- PROBLEM SET -
1 > List the five types of environments in which the TUM VI sequences were recorded, according to the odometry benchmark passage.
2 > Carry on the odometry benchmark passage from its final sentence.

══ SELECTED PASSAGE ══

Overall, orb2 vo stereo, vinsfs svio, and rovioli mvio showed the best localization results in EuRoC, but their FPT results were larger than those of the others. The SVO2 algorithms were faster than the others, but the tracking performance was slightly worse than the others with Stereo and SVIO configurations.

3.2 TUM VI Dataset

TUM VI contains 28 sequences in 5 types of environments: room, corridor, magistrale (large hall), outdoors, and slides. While the images of EuRoC were captured by a camera on an MAV, TUM VI used a handheld camera. TUM VI sequences have extremely dynamic motions by a swinging arm, which makes VO difficult. Figure 5 shows translational and rotation speeds, and sequence time length. Compared to the EuRoC results in Figure 1, the translational speeds of TUM VI are similar to or smaller than that of EuRoC, but the rotational speeds of TUM VI are overwhelmingly faster than EuRoC in both mean and maximum values. Sequence time lengths vary a lot depending on environment types. The shortest sequence is ‘corridor4’ at 93 seconds, and the longest is ‘outdoors6’ at 1,469 s. Due to the higher difficulty of the sequences, the algorithms frequently failed to track sequences.

Figure 6 presents the ATE results from TUM VI. The overall ATEs are large, and many algorithms disappeared or diverged soon in the figure. The algorithms initialized and started tracking at different frames, and might fail at any frame. Therefore, every resulting pose sequence has a different time range. Algorithms that tracked a sequence for only a short time and failed are not considered reliable, but those pose sequences may result in smaller ATEs. To remove this illusion, we only evaluated the resulting pose sequences that tracked more than half of the ground truth pose sequences. The missing data in Figure 6 is due to diverged error or a short period of tracking time. There are supposed to be the results of a total 140 runs for each algorithm, but most algorithms could not track more than half of the runs, as shown in the upper left graph in Figure 6. The most crucial reasons are the highly dynamic motion of the TUM VI sequences, as well as the longer sequence lengths. All the algorithms succeeded in tracking relatively many sequences from the room (lower left) where visual textures were rich, motion was relatively slow, and sequence lengths were short. On the other hand, most of the algorithms failed in the outdoor sequences, where features were far away, motion was fast, and sequence lengths were more than 10 minutes. Comparing the algorithms, only rovioli mvio showed reliable results in the corridor, room, and slide sequences. Vinsfs svio showed relatively good results, while the other algorithms failed a lot. Svo2 mvio and vinsfs stereo even disappeared, because they failed in all the runs.

The RPE results are similar to the ATEs, as shown in Figure 7. Rovioli mvio presented the best results in both translational and rotation drifts. Vinsfs svio and svo2 svio look similar in the mean translational error, but vinsfs svio is better in rotational error, which results in the lower ATEs of vinsfs svio. Orb2 vo stereo showed the best performance in EuRoC, but it is the worst among the available algorithms in TUM VI. Another stereo based algorithm, svo2 stereo, also resulted in large errors and many failures. The main reason is that VO algorithms without inertial information are vulnerable to highly dynamic motion, especially fast rotations, and the TUM VI sequences frequently include fast rotations. Inertial information stabilizes the ego-motion tracking performance in difficult conditions, such as fast motion, and textureless or dark environments.

═══
══ ITEMS ══

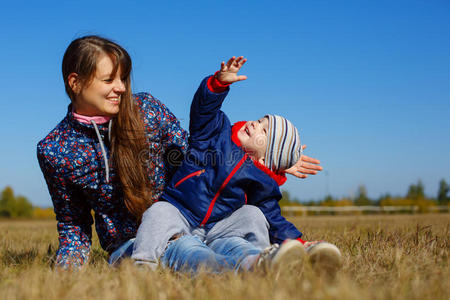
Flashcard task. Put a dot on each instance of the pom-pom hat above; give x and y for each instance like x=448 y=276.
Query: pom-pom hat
x=283 y=144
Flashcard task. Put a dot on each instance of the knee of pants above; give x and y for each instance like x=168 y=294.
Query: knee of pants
x=188 y=253
x=159 y=209
x=256 y=218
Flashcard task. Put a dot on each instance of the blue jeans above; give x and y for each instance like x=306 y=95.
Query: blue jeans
x=229 y=244
x=125 y=250
x=189 y=254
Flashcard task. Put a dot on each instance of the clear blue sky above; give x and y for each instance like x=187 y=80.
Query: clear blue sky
x=368 y=82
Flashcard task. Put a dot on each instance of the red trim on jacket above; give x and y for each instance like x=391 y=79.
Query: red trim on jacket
x=215 y=85
x=280 y=178
x=224 y=184
x=301 y=241
x=196 y=173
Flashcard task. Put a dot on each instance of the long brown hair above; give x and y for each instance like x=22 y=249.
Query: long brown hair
x=128 y=138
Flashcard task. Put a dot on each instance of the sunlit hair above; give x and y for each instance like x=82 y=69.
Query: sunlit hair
x=127 y=135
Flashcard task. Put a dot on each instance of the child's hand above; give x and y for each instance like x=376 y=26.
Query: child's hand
x=228 y=71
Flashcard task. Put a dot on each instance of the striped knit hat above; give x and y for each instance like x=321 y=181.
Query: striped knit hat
x=283 y=144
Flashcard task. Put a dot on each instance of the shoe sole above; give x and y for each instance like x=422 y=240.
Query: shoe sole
x=291 y=255
x=325 y=258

═══

- EXPECTED RESPONSES -
1 > room, corridor, magistrale (large hall), outdoors, slides

2 >
The FPTs of the algorithms are measured only with the Corridor 1 sequence. Each algorithm was executed five times, and only 1, 000 FPTs were evenly sampled from the entire FPTs. The boxplots of the samples are drawn for the valid algorithms, as shown in Figure 8. ORB SLAM2 could not made valid trajectories, and the FPTs of ROVIOLI were not measurable. Compared with the FPTs from EuRoC, the FPTs of the VINS-fusion algorithms are reduced, while the SVO2 algorithms maintain a similar level to EuRoC. Since the VINS-fusion algorithms are feature-based methods, FPTs depend on environment textures. While the machine hall images of EuRoC are full of textures, the corridor environment is filled with weaker textures, which results in lower processing time. There were several outliers out of Figure 8 that were close to 500 ms in vinsfs svio, which could have been taken for global graph optimization.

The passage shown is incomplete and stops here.